EXTRACT PROVIDED>
-- Opening Marker --
The new ritual that is forming sends me to water. I sit and watch the Mississippi River from a spot called Martyr’s Park, after the devastation of the yellow fever epidemics in Memphis. I think about how this time is also being called an apocalypse. The root of apocalypse is to uncover, to reveal. I wonder if now is the time where this city, this country, will see itself true and do what is required to begin its repair with whatever tools required. 

 

OUR FEMME OF HAINTS
Ruby Wilson

My friend Natalie Diaz and I were once talking about ghosts, and she told me that the word “haunt” comes from home. Aren’t all ghosts looking for a home that they can no longer access in the way they were used to? It made sense, in the way that a poet telling you something makes that thing both clearer and more mysterious. When I first met Talibah Safiya, I was a haint. After a decade gone to Louisiana, I suddenly found myself back in Memphis, helping to care for my “olders.” When I look back, the language of my return home is filled with death. A friend said I talked about my former home of New Orleans like a widow. When people asked how it felt to be home, I would laugh and say that I felt like a ghost, haunting myself. Indeed, at any moment I could encounter any of the selves that I had been over the entirety of my life, sometimes those selves layering quite unevenly over each other. 

I had become a strange, wild thing away from home—even to myself. When I realized that much of my family was shocked that I had returned to care for my parents, that my leaving had been some sort of proof of my waywardness, I was wounded by their surprise. I was wandering, but not lost. I had only become strange through the gaze of others, others I thought knew me.
-- Closing Marker --
PROBLEMS TO SOLVE>
1. Could you return the passage of the Memphis essay starting at "I had become" and ending at "thought knew me.", copied word for word?
2. Can you take the essay about returning home to Memphis further, picking up right after its final sentence?

EXTRACTED INFORMATION>
-- Opening Marker --
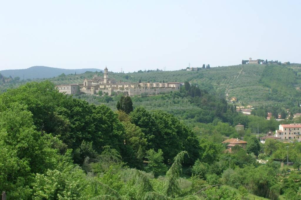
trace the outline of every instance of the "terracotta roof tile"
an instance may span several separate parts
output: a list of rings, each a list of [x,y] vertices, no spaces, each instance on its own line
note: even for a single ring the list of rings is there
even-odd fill
[[[223,143],[230,143],[230,144],[242,144],[244,143],[247,143],[245,141],[244,141],[239,139],[235,139],[235,138],[231,138],[226,140],[222,142]]]

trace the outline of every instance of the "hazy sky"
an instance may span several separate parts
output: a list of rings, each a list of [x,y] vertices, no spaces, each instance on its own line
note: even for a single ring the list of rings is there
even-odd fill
-- Closing Marker --
ANSWERS BY ITEM NUMBER>
1.
I had become a strange, wild thing away from home—even to myself. When I realized that much of my family was shocked that I had returned to care for my parents, that my leaving had been some sort of proof of my waywardness, I was wounded by their surprise. I was wandering, but not lost. I had only become strange through the gaze of others, others I thought knew me.

2.
When I returned to Memphis from New Orleans, my best friend Caprice often indulged me on journeys where I searched for corners of my hometown that I hoped would remind me of the self I had been creating. One of these outings was a pop-up in a place that the city was now calling the Edge District in a building that I once knew as the Hattiloo Theatre, where I had seen an adaptation of Toni Morrison’s The Bluest Eye on its opening night. Now the place was emptied out and trying to become something new—and so was I. People my age mostly still call it “The Old Hattiloo.” 

I met the pretty bull that day. Safiya is also a jeweler and maker, and the Pretty Bull is the name of her jewelry business. She was tall and beautiful and warm in that drafty building. The kind of person who emanates her own light. 

She had been away in New York and was considering making her way back to Memphis, her home. There was so much light in her eyes about her return. 

She told me that she was a singer and she had a show that night. I asked what time. Like 11 at night? I laughed, oh no. That is way too late. I bought brass bracelets and a clip-in septum ring—talismans that made me feel more like myself.

If you ask me what being a Black woman writer in Memphis feels like most days, I might direct you to the video of Johnnie Taylor singing “Last Two Dollars,” where I am subject, or backup, or audience. I am there in the room, but almost never at the center.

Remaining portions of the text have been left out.